● WHAT IS BEING ASKED
Reproduce the lines below from the one that contains "If you could point to the wooden" through the end, inclusive, and add nothing.

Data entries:
============

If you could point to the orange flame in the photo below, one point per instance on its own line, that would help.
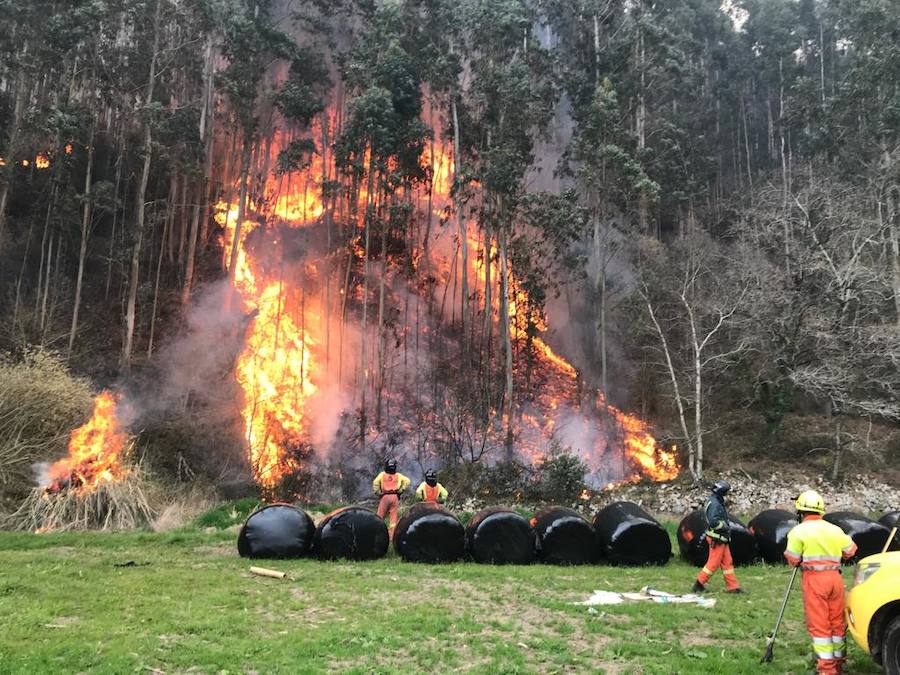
(280, 368)
(276, 368)
(95, 450)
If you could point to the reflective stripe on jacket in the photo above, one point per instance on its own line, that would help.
(389, 483)
(817, 545)
(433, 495)
(717, 517)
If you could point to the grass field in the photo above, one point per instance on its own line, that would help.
(190, 605)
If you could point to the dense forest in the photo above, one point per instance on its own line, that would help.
(302, 235)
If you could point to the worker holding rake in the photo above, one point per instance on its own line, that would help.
(818, 547)
(430, 491)
(388, 486)
(718, 537)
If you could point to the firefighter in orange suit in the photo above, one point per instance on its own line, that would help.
(718, 537)
(388, 486)
(430, 491)
(818, 547)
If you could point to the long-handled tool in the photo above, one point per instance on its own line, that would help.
(890, 539)
(770, 641)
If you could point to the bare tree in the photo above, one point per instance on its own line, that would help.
(699, 322)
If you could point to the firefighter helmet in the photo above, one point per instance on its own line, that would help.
(810, 502)
(721, 487)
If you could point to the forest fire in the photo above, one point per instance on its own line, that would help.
(93, 487)
(276, 367)
(283, 364)
(95, 450)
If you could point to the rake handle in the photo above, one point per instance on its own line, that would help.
(770, 642)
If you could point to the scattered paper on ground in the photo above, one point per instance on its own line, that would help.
(645, 594)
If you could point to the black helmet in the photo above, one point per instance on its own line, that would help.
(721, 487)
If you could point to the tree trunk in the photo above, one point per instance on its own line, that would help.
(167, 234)
(246, 153)
(641, 121)
(461, 225)
(85, 233)
(380, 336)
(18, 110)
(43, 324)
(364, 367)
(112, 236)
(894, 232)
(507, 339)
(679, 402)
(141, 204)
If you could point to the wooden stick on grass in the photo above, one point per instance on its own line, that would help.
(265, 572)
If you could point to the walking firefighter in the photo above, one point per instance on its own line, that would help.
(388, 486)
(718, 537)
(818, 547)
(430, 491)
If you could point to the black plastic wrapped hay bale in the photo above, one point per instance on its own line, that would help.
(429, 533)
(693, 547)
(868, 535)
(890, 519)
(353, 533)
(770, 528)
(499, 536)
(276, 531)
(628, 535)
(565, 537)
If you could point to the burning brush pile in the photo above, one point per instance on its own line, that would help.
(94, 486)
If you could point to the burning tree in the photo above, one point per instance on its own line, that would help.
(93, 487)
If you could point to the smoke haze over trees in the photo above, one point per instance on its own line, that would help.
(712, 242)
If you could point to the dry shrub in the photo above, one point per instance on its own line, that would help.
(179, 509)
(120, 505)
(40, 403)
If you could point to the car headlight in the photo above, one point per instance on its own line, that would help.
(863, 572)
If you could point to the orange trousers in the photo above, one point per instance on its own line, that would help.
(719, 556)
(389, 505)
(823, 604)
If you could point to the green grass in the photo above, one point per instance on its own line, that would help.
(191, 604)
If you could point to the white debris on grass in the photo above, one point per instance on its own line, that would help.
(645, 594)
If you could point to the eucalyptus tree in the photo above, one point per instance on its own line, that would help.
(510, 99)
(382, 142)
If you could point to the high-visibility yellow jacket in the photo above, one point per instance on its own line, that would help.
(390, 483)
(436, 494)
(817, 545)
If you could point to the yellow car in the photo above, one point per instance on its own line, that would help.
(873, 609)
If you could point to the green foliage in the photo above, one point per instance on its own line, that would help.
(464, 616)
(41, 402)
(559, 476)
(224, 516)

============

● FINISHED ANSWER
If you could point to the wooden stick on grass in the photo above, one point per instance on its own line, that would help.
(265, 572)
If you could point to the walking firefighter in the photo above, one point per instance on its own line, that would help.
(388, 486)
(718, 537)
(818, 547)
(430, 491)
If you could point to the black plastic wrapped hay bale in the photo above, one point per instance on its own line, that would help.
(429, 533)
(693, 547)
(868, 535)
(890, 519)
(353, 533)
(770, 528)
(499, 536)
(276, 531)
(628, 535)
(565, 537)
If you could point to the burning brush pile in the photo above, one point per instance on its own line, that would help.
(94, 486)
If you could point to the burning tree in the photo above, one point per instance on its own line, that would help.
(93, 487)
If you could point to the smoke haze over trees in the photo above, one point per instance on its own line, that would help.
(712, 242)
If you could point to the dry shrub in the photo above, one point per instance on its own line, that would help.
(179, 509)
(120, 505)
(40, 403)
If you could point to the car headlight in the photo above, one point per instance on its own line, that would help.
(863, 572)
If you could point to the orange trousers in the photo above, one point per instance on its own line, that would help.
(719, 556)
(389, 505)
(823, 604)
If you could point to the green grass in the photo above, one point per instance on its own line, that would help.
(191, 604)
If you could point to the white debris on grass in the photo above, one point per instance on its own line, that would help.
(645, 594)
If you could point to the eucalyptus tree in the photo above, one point per instance on its own line, that would help.
(510, 99)
(382, 142)
If you could point to the high-visibility yellow jacket in the photo above, one point per instance on its own line, that would help.
(390, 483)
(436, 494)
(817, 545)
If you could point to the yellow car in the photo above, one point per instance on its own line, that would help.
(873, 609)
If you could point to the green foliage in the photo above, one point per instance on its own line, that would help.
(464, 616)
(41, 402)
(559, 476)
(224, 516)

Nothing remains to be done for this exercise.